**元の文章**

1993年5月4日、日本が初めて本格的に参加したPKO(国連平和維持活動)の地・カンボジアで、一人の日本人隊員が「正体不明の武装勢力」に襲撃され、殺された。

その隊員の名は高田晴行。年齢は33歳(当時)。職業は警察官。

専修大学を卒業し、警察官を志して地元に帰郷。カンボジアに派遣された1992年当時は岡山県警で機動隊の小隊長だった。階級は警部補(殉職後、二階級特進して警視)。

なぜ彼は、カンボジアで命を落とさねばならなかったのか。

NHK大阪局報道部のディレクター旗手啓介氏によって執筆された『告白 あるPKO隊員の死・23年目の真実』(講談社刊)は、高田隊員の死を通して、国連平和維持活動の現実を私たちに突きつける。
同書は2016年8月13日に放送されたNHKスペシャル「ある文民警官の死~カンボジアPKO 23年目の告白~」(同年11月26日には、NHK BS 1で「PKO 23年目の告白」前後編で100分に再編成されて放映された)の取材をもとに、改めて書き下ろされたノンフィクションだ。

カンボジアPKOについては、国連の軍事部門に自衛隊が初めて海外派遣されたことがクローズアップされがちだが、実は"ふつうの"警察官も「文民警察官」として派遣されていた。

文民警察官とは、軍事部門でなく、文民(シビリアン)つまり、武器を持たない丸腰の警察官で、現地警察への「指導」や「監視」がその役割だった。

ではどうして、警察官が派遣されたのか?

この派遣の背景の一つには、1992年に制定されたPKO協力法がある。1991年の湾岸戦争で、多国籍軍に参加するようアメリカから強い要請があったのにもかかわらず、人を派遣せず、代わりに130億ドルもの戦費を払ったため、「小切手外交」などと国際社会から非難を浴びた日本の政府・外務省は、次のPKOでは、金銭面だけでなく「人的な面での国際貢献」することが悲願となっていたのだ。

**短い問題 A**
カンボジアPKOの文章のうち、「1993年5月4日、日本が初」から「なぜ彼は、カンボジアで命を落とさねばならなかったのか。」までを、そのまま書き写してください。

**入力リスト**
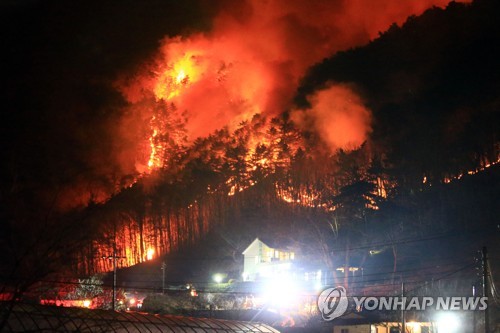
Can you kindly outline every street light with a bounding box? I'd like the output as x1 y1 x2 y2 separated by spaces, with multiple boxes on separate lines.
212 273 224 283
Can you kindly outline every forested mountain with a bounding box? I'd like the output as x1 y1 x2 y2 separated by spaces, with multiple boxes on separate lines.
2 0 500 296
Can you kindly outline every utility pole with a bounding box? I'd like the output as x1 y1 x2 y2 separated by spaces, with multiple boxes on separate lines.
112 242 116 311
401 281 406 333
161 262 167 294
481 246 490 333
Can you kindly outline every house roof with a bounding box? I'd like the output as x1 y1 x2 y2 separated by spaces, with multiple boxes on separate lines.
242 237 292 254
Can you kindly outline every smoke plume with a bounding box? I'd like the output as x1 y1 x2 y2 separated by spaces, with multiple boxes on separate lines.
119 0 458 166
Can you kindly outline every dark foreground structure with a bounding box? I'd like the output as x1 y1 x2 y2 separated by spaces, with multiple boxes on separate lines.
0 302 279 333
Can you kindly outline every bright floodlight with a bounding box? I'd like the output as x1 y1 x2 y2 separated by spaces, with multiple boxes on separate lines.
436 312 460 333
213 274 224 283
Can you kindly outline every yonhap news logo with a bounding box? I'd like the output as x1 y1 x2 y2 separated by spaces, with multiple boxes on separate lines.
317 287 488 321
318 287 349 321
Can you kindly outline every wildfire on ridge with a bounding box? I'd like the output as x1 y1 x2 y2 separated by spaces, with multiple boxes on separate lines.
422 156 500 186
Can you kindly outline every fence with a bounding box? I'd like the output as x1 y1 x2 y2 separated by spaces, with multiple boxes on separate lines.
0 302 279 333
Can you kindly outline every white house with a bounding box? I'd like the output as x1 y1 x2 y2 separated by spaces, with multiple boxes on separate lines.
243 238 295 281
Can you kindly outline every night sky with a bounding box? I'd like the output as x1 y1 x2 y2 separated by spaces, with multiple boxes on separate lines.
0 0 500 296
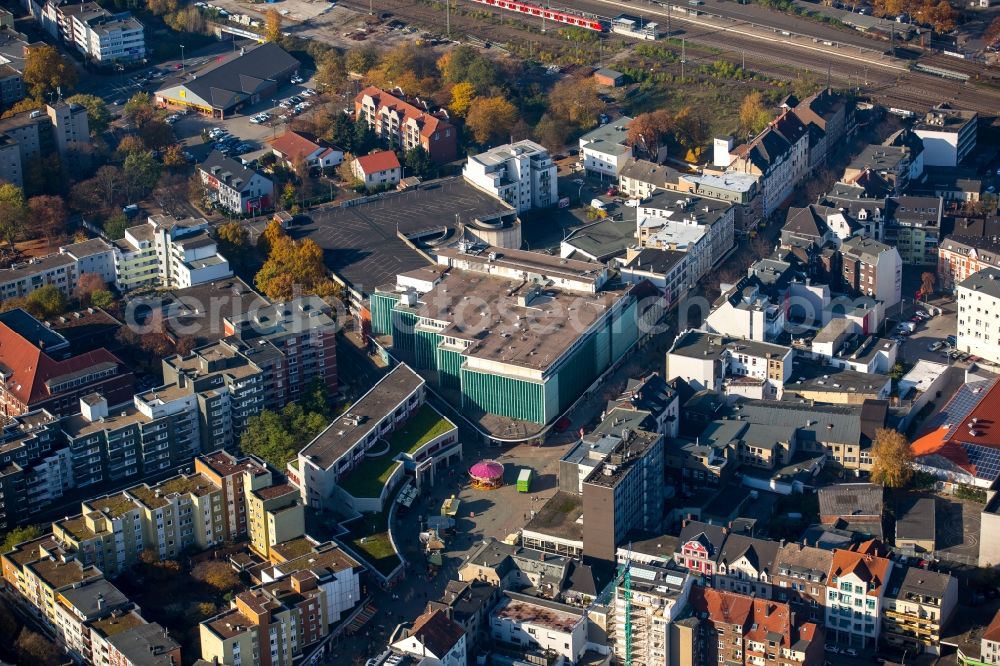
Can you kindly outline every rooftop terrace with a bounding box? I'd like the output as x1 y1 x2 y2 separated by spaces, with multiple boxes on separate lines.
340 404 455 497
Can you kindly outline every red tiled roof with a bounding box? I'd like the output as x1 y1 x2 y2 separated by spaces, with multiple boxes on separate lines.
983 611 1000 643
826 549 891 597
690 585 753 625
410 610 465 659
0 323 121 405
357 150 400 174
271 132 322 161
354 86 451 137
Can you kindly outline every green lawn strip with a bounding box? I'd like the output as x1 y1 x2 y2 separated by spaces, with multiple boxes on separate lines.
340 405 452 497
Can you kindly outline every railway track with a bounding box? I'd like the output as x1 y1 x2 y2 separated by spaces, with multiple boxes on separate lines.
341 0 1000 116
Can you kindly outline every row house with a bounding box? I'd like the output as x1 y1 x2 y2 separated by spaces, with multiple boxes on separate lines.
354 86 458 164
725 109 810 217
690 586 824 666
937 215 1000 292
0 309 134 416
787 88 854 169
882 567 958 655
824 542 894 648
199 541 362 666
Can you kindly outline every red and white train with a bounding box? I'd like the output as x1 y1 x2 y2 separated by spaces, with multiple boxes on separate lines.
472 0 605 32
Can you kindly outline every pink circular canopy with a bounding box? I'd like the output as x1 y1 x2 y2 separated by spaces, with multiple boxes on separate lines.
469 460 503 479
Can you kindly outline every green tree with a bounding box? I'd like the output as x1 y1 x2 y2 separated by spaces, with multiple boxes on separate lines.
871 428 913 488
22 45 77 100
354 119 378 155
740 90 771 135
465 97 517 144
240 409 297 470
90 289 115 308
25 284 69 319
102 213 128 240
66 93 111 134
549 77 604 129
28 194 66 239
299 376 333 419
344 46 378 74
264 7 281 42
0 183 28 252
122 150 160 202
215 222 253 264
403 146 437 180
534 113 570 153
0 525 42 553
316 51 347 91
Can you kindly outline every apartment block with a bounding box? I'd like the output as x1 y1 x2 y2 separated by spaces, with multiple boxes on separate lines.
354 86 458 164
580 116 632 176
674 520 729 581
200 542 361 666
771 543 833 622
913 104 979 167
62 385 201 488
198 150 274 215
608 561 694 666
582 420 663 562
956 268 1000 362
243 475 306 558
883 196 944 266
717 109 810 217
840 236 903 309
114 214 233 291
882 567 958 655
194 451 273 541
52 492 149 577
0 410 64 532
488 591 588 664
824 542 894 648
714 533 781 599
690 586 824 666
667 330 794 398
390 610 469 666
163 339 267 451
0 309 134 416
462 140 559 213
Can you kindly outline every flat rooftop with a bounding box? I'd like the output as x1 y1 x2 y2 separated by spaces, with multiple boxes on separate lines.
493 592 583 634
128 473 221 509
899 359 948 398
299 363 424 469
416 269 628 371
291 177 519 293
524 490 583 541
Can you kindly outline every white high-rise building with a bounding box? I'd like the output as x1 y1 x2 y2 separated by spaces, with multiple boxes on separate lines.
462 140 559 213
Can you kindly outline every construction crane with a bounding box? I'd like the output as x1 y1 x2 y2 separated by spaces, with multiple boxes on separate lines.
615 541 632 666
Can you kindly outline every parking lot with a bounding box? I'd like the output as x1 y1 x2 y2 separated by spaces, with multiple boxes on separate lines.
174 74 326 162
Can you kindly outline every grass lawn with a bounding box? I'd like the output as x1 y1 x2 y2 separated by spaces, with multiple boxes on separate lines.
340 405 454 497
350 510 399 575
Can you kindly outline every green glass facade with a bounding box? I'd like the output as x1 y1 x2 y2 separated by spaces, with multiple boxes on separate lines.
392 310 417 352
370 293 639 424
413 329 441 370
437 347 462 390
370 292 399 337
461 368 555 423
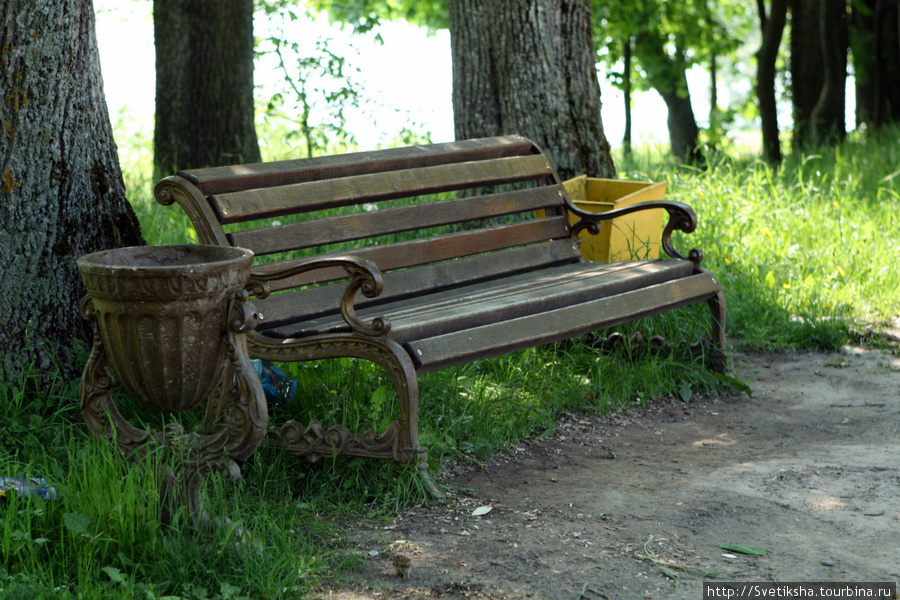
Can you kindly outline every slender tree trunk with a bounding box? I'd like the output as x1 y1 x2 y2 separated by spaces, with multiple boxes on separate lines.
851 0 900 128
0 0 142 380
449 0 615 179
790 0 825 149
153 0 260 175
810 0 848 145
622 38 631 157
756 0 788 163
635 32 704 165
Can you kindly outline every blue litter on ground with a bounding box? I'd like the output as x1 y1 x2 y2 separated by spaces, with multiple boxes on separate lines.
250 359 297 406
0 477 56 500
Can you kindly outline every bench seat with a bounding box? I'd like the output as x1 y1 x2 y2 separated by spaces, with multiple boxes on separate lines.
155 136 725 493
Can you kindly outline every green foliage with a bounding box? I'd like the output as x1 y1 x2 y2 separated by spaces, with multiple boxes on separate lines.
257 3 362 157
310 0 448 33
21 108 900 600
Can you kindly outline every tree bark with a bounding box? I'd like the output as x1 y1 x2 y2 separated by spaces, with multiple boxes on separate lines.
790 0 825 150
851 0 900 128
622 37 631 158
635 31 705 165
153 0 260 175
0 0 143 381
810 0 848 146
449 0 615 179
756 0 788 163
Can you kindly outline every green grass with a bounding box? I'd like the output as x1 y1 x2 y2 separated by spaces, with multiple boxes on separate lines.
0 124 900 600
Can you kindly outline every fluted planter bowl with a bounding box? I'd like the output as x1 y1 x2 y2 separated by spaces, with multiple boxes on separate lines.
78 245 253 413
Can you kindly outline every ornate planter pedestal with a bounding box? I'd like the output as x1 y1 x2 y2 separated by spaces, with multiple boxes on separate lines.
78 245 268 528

...

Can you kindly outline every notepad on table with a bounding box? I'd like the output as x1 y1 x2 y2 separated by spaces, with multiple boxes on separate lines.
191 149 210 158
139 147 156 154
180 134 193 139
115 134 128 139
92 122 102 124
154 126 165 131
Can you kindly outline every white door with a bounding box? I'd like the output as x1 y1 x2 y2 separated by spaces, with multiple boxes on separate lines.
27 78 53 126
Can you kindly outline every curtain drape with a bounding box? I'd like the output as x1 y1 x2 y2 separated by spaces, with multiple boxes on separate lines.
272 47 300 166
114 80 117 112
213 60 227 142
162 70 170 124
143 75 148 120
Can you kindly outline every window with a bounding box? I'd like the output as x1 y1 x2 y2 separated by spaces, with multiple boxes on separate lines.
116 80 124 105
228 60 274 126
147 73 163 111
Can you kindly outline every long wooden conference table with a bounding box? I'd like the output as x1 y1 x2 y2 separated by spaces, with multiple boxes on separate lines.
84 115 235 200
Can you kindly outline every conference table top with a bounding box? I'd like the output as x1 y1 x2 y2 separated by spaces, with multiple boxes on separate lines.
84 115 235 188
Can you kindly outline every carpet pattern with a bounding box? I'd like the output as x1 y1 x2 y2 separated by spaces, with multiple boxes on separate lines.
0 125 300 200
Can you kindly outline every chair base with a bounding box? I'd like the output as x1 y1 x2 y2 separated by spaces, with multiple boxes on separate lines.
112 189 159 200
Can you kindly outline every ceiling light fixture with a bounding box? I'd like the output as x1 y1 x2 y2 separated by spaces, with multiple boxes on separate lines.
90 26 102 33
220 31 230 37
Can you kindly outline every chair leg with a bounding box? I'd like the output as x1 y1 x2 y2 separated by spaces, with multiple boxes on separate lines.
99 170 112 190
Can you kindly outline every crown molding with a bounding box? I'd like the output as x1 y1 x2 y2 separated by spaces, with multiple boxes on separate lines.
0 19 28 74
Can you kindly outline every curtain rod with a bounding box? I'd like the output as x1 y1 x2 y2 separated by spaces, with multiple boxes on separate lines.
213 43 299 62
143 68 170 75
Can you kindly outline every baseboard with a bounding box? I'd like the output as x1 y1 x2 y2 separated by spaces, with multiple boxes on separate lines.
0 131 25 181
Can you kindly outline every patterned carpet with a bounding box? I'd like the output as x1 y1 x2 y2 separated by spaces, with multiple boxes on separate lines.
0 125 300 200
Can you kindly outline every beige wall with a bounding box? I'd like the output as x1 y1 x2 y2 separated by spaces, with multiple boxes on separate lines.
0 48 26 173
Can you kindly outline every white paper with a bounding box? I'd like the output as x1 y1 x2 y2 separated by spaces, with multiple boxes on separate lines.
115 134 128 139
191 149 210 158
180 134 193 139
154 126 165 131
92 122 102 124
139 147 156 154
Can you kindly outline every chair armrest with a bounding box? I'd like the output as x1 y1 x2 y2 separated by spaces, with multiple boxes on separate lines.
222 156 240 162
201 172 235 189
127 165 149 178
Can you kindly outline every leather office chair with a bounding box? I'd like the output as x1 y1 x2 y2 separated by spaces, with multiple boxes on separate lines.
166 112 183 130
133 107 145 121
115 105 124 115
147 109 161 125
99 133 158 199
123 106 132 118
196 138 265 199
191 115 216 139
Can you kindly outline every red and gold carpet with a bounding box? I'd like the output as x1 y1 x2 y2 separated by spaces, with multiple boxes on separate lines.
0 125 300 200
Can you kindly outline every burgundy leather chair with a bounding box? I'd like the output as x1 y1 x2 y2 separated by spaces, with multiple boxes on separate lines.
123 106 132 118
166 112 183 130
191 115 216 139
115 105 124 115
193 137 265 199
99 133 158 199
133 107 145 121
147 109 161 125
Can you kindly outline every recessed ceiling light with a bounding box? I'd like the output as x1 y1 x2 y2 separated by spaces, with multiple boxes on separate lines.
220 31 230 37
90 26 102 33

**短い問題 B**
リストの「Can you kindly outline every green foliage」がある行から「78 245 268 528」がある行までを、「planter」だけを「flowerpot」に置き換えて、ほかは変えずに書き出してください。この範囲の行以外は書かないでください。

**正解 A**
1993年5月4日、日本が初めて本格的に参加したPKO(国連平和維持活動)の地・カンボジアで、一人の日本人隊員が「正体不明の武装勢力」に襲撃され、殺された。

その隊員の名は高田晴行。年齢は33歳(当時)。職業は警察官。

専修大学を卒業し、警察官を志して地元に帰郷。カンボジアに派遣された1992年当時は岡山県警で機動隊の小隊長だった。階級は警部補(殉職後、二階級特進して警視)。

なぜ彼は、カンボジアで命を落とさねばならなかったのか。

**正解 B**
Can you kindly outline every green foliage with a bounding box? I'd like the output as x1 y1 x2 y2 separated by spaces, with multiple boxes on separate lines.
257 3 362 157
310 0 448 33
21 108 900 600
Can you kindly outline every tree bark with a bounding box? I'd like the output as x1 y1 x2 y2 separated by spaces, with multiple boxes on separate lines.
790 0 825 150
851 0 900 128
622 37 631 158
635 31 705 165
153 0 260 175
0 0 143 381
810 0 848 146
449 0 615 179
756 0 788 163
Can you kindly outline every green grass with a bounding box? I'd like the output as x1 y1 x2 y2 separated by spaces, with multiple boxes on separate lines.
0 124 900 600
Can you kindly outline every fluted flowerpot bowl with a bounding box? I'd like the output as x1 y1 x2 y2 separated by spaces, with multiple boxes on separate lines.
78 245 253 413
Can you kindly outline every ornate flowerpot pedestal with a bounding box? I'd like the output as x1 y1 x2 y2 separated by spaces, with multiple boxes on separate lines.
78 245 268 528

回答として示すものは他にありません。